Фрагмент текста:
»»

Только такой механизм этической оценки египтян может объяснить эмпирически наблюдаемые по текстам особенности египетской этики, оговоренные выше. Так, поскольку вся система этических координат восходит здесь к желаниям отдельных людей, вещи, не нужные никому в отдельности закономерно теряют какую бы то ни было этическую ценность. Далее, только тот факт, что египтянин опирался на свое собственное представление об общей «правде» как объективном явлении, то есть на свое понимание духа «маат», а не ее социально зафиксированную «букву», мог позволить ему, с одной стороны, доказывать перед лицом своего противника свою общую для них обоих и всех членов общества правоту («Речи поселянина»), а с другой - найти самостоятельную этическую базу для собственного осуждения царя («Речения Ипувера»), хотя тот и являлся высшим и неоспоримым авторитетом в области зафиксированных общественных норм, т.е. «буквы» человеческого порядка. Напомним, что египетская дидактическая традиция оправдала и увековечила это осуждение. Таким образом, личная совесть как «предстояние перед собственной нравственностью», в котором человек черпает силу для этических оценок, и вытекающая отсюда личная ответственность перед собой как высшая форма ответственности вовсе не являлись завоеванием «осевого времени», а были узаконенным и ключевым феноменом нравственного быта древних египтян.

««

Список записей:
»»

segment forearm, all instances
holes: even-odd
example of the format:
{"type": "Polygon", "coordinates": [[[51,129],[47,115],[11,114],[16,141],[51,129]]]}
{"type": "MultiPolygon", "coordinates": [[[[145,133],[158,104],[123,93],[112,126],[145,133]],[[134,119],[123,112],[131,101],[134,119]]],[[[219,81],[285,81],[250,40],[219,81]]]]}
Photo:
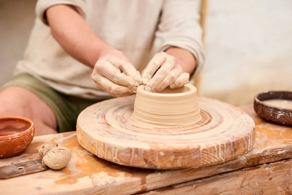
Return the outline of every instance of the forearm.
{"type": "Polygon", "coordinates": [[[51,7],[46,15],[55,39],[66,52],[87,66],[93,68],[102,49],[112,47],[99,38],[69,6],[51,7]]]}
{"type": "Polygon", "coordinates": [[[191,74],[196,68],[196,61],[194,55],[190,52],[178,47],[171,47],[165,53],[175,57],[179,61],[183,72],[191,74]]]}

««
»»

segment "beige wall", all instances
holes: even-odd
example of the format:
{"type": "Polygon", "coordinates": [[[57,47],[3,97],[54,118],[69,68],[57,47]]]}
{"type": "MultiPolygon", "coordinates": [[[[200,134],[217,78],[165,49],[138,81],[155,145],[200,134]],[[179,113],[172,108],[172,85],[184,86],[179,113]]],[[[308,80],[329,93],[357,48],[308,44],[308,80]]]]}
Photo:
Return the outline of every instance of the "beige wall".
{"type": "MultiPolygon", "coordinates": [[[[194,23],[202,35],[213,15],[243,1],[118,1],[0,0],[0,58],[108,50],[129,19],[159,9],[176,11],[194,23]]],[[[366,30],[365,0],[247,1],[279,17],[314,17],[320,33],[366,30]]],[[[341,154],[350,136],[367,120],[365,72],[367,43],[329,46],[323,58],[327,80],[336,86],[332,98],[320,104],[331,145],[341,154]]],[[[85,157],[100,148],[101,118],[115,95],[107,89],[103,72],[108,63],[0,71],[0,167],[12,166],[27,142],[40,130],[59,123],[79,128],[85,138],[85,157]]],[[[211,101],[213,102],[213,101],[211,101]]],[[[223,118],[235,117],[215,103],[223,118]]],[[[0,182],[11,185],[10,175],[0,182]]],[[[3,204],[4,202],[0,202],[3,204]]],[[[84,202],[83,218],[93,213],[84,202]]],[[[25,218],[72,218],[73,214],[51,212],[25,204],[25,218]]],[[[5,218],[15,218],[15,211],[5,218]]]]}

««

Выполните задания:
1 > Ответьте на вопросы по тексту о египетской этике.
(a) На какое произведение ссылается текст, когда говорит, что египтянин доказывал свою правоту перед противником?
(b) В каком произведении, по тексту, есть осуждение царя?
(c) Чем, по словам текста, вовсе не являлись личная совесть и личная ответственность?
2 > Продолжите текст о египетской этике после его последнего предложения.

Ответы:
1 >
(a) «Речи поселянина».
(b) «Речения Ипувера».
(c) Завоеванием «осевого времени».

2 >
С другой стороны, сам факт, что вся система этики прямо восходила к личным желаниям отдельного человека (то есть, для каждого носителя этики - к его собственным желаниям), и это открыто осознавалось и декларировалось, автоматически придавал этике тот самый концентрический характер, который мы наблюдали выше, и делал ее личной ценностью для каждого человека. Это, в свою очередь, не могло не придавать этическим воззрениям и этическому самоконтролю египтян особую последовательность и крепость, которые и отмечались неоднократно античными авторами.

Социальной средой, позволявшей и предусматривавшей существование охарактеризованной выше этической системы, было, по-видимому, государственно-феодальное средне- и новоегипетское общество II тысячелетия до н.э., достаточно богатое, чтобы поддерживать относительно высокий уровень потребления, на достижение которого эта система нацеливала. Кризисные явления в этой области (прежде всего торжество частнособственнического уклада и распад государственного хозяйства) на исходе II - в начале I тыс. до н.э. привели к изменениям и в египетской этике, однако эти изменения уже выходят за хронологические рамки нашего обзора.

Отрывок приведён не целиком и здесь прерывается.